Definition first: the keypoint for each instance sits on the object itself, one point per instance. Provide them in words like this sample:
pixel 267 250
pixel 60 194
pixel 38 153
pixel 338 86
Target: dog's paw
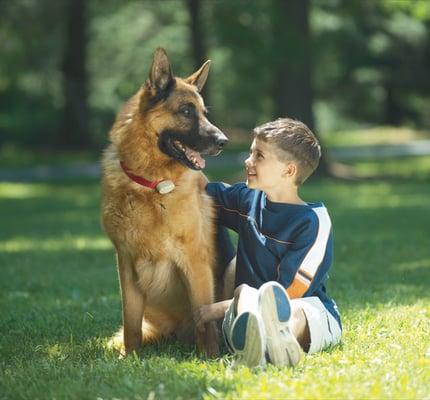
pixel 207 341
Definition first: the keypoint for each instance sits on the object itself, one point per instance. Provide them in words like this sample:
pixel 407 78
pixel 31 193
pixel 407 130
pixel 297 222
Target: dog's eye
pixel 187 110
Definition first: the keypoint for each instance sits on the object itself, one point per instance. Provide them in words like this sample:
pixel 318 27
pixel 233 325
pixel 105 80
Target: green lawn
pixel 59 302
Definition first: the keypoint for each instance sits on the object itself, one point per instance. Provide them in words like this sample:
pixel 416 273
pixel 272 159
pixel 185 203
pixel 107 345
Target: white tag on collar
pixel 165 187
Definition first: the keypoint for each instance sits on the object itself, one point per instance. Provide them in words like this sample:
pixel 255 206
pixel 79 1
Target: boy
pixel 280 305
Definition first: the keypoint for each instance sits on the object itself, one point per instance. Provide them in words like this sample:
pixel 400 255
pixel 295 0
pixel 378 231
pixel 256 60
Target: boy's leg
pixel 299 325
pixel 226 264
pixel 283 348
pixel 314 326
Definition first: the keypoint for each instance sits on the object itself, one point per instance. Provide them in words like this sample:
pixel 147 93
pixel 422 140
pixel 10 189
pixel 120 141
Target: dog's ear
pixel 199 77
pixel 160 76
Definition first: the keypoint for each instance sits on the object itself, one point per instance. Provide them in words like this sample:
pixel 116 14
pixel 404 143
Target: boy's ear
pixel 290 170
pixel 199 77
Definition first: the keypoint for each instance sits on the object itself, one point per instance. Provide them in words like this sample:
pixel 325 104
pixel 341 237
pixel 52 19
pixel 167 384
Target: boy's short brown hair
pixel 292 141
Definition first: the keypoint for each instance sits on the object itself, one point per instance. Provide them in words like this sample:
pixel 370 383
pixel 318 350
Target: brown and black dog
pixel 160 223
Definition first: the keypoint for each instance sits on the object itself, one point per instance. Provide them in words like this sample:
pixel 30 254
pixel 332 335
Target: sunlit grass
pixel 60 303
pixel 381 135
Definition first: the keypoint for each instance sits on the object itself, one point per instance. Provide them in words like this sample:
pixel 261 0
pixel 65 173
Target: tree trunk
pixel 197 40
pixel 292 77
pixel 74 132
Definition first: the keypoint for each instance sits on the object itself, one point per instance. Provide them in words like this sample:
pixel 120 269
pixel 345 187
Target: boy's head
pixel 293 144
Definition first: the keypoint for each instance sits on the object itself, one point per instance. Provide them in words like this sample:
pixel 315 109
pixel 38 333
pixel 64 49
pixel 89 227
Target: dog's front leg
pixel 132 304
pixel 200 284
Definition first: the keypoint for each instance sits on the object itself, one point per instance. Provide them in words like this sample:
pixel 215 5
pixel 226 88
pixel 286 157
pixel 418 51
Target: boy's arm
pixel 307 261
pixel 227 201
pixel 210 312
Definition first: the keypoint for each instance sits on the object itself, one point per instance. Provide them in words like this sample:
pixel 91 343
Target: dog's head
pixel 176 114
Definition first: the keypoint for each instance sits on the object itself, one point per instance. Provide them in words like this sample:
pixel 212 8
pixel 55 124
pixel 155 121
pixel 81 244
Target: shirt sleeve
····················
Print the complete listing exactly, apart from any pictures.

Definition first: the keypoint for each instance sits on the object itself, one point per instance. Provide them in words like this sample:
pixel 267 250
pixel 60 194
pixel 38 153
pixel 338 86
Target: dog's paw
pixel 207 341
Definition first: the keypoint for each instance sits on the object itself, one point per instance. Provide them in words like this sample:
pixel 407 78
pixel 31 193
pixel 407 130
pixel 297 222
Target: dog's eye
pixel 187 110
Definition first: the keypoint for each instance sits on the object itself, one point per instance. Provide them in words like this sample:
pixel 318 27
pixel 233 325
pixel 105 80
Target: green lawn
pixel 59 302
Definition first: the keypoint for each instance sits on the object itself, one point per instance. Provide them in words like this sample:
pixel 416 273
pixel 272 159
pixel 185 203
pixel 107 345
Target: white tag on collar
pixel 165 187
Definition first: the keypoint for each instance sits on the object itself, one point per instance. Provide them in words like this sample:
pixel 255 206
pixel 79 1
Target: boy
pixel 280 305
Definition first: the keypoint for each instance sits on the object itself, one point per instance. Provide them in words like this sample:
pixel 400 255
pixel 295 0
pixel 378 231
pixel 256 60
Target: boy's leg
pixel 299 325
pixel 226 264
pixel 283 348
pixel 314 326
Definition first: the keypoint for each instance sits on the object itself, one point per instance. Provide them in words like this sample:
pixel 147 93
pixel 422 140
pixel 10 189
pixel 120 141
Target: dog's ear
pixel 199 77
pixel 160 76
Definition first: the keypoint for each instance sits on the object itself, one point per instance. Provide them in words like this sample:
pixel 116 14
pixel 404 143
Target: boy's ear
pixel 290 170
pixel 199 77
Definition first: the keypoint for each instance sits on the object itself, one point per instance. Provide them in words like this sample:
pixel 325 104
pixel 341 237
pixel 52 19
pixel 167 384
Target: boy's short brown hair
pixel 292 141
Definition first: the keypoint for each instance sits on the object itself, one point per instance. Provide them in words like this sample:
pixel 370 383
pixel 318 350
Target: brown and black dog
pixel 160 223
Definition first: the keypoint for each instance sits on the object itself, one point per instance. Provide them in words like this sample:
pixel 30 254
pixel 332 335
Target: sunlit grass
pixel 60 303
pixel 381 135
Definition first: the keypoint for each instance sits on the object itself, one point per instance. Provide them in words like this sample:
pixel 261 0
pixel 65 173
Target: tree trunk
pixel 197 40
pixel 292 77
pixel 74 132
Definition first: the keypoint for each instance sits on the object itself, one point per instance. Provide them in words like this sample:
pixel 120 269
pixel 345 187
Target: boy's head
pixel 293 144
Definition first: the keypoint for each instance sits on the object itself, one point per instance. Provide them in words like this sample:
pixel 315 109
pixel 38 333
pixel 64 49
pixel 89 227
Target: dog's front leg
pixel 132 304
pixel 200 284
Definition first: the keypoint for each instance sits on the object itself, one point per instance. Provide them in words like this sample:
pixel 215 5
pixel 226 88
pixel 286 157
pixel 418 51
Target: boy's arm
pixel 307 261
pixel 227 201
pixel 210 312
Definition first: the keypoint for each instance sits on the object itself, one point per instance. Provide them in words like this sample:
pixel 91 343
Target: dog's head
pixel 176 114
Definition first: the keypoint for each instance sits on the object itself, one point per instance. Provide them in words like this sample:
pixel 212 8
pixel 55 124
pixel 155 121
pixel 81 244
Target: shirt sleeve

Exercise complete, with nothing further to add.